# READING TEXT:
Why, then, do most DeFi projects seek to attract as much liquidity as possible? 

Most likely this is marketing: big numbers draw more eyeballs. That is not totally wrong-headed, as more liquidity does have the potential to attract more trade volume, which in turn could off-set the need to increase fees to meet the required yield. But this tends to hold true only up to a point. This is why our DEX Clipper, launched in July, has a liquidity pool capped at $20 million to be friendlier to retail traders.

Of course, not every DEX should cater to retail traders, and high liquidity is not inherently a bad thing. But the DeFi community’s growing obsession with attaining the highest possible liquidity is adversely affecting the vast majority of its users. The resulting dynamic echoes one of the most problematic aspects of traditional finance, in which, for example, customers with relatively small checking accounts pay the fees that enable banks to offer free services and cut-rate mortgages to wealthy clients.

Retail users should not be subsidizing whales.

DeFi’s obsession with the greatest possible TVL has the potential to recreate the same financial system that drove so many to crypto in the first place. DeFi protocols and exchanges can and should be more deliberately designed, even custom-built for specific user profiles. The innovative and open-minded DeFi community is more than capable of creating thoughtful solutions for everyone and fully entering the mainstream. 

In order to build a better financial system, we need to stop focusing on higher liquidity, and start focusing on what really matters: users. The large increase in TVL over the past year shows that the model works, but the next frontier ought to be capital efficiency.

# DATA SECTION:
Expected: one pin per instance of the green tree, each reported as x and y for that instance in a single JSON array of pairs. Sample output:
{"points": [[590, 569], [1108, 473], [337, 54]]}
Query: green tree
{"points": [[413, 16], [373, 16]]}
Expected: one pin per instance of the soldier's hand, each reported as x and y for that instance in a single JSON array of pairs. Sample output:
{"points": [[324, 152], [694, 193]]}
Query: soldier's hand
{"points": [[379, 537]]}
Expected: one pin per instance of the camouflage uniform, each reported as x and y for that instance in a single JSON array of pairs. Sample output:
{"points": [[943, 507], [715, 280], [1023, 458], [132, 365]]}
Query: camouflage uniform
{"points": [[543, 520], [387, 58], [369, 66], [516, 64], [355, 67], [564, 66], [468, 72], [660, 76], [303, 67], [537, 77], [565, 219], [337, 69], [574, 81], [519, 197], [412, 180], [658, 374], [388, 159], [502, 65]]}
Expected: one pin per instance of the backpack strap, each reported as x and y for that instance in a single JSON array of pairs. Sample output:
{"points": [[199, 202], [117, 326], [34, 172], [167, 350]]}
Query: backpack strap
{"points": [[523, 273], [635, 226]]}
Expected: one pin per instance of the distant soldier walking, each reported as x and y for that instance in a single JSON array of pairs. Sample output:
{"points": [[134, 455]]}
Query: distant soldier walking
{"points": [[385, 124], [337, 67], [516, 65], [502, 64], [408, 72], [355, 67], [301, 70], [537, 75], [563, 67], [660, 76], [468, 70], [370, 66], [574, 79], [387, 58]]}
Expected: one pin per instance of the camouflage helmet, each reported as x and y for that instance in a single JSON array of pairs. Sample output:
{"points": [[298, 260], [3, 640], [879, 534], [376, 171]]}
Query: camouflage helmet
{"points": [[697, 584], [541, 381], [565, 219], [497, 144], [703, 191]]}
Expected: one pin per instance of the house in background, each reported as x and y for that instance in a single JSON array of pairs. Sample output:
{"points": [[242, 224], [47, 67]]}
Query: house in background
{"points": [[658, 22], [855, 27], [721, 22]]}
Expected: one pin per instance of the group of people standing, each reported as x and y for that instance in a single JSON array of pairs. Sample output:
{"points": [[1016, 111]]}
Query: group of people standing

# EXERCISE 1:
Which abbreviations appear in the DeFi liquidity text?
# EXERCISE 2:
Answer these questions from the DeFi liquidity text:
(a) At what amount is the Clipper liquidity pool capped?
(b) In what month was Clipper launched?
(c) What ought to be the next frontier?
# EXERCISE 3:
Do these statements agree with the DeFi liquidity text?
(a) High liquidity is inherently a bad thing.
(b) Retail users should subsidize whales.
(c) The large increase in TVL over the past year shows that the model works.
The data above was drawn from a separate source.

# ANSWER 1:
DeFi, DEX, TVL

# ANSWER 2:
(a) $20 million
(b) July
(c) Capital efficiency

# ANSWER 3:
(a) No: "high liquidity is not inherently a bad thing"
(b) No: "Retail users should not be subsidizing whales."
(c) Yes: "The large increase in TVL over the past year shows that the model works"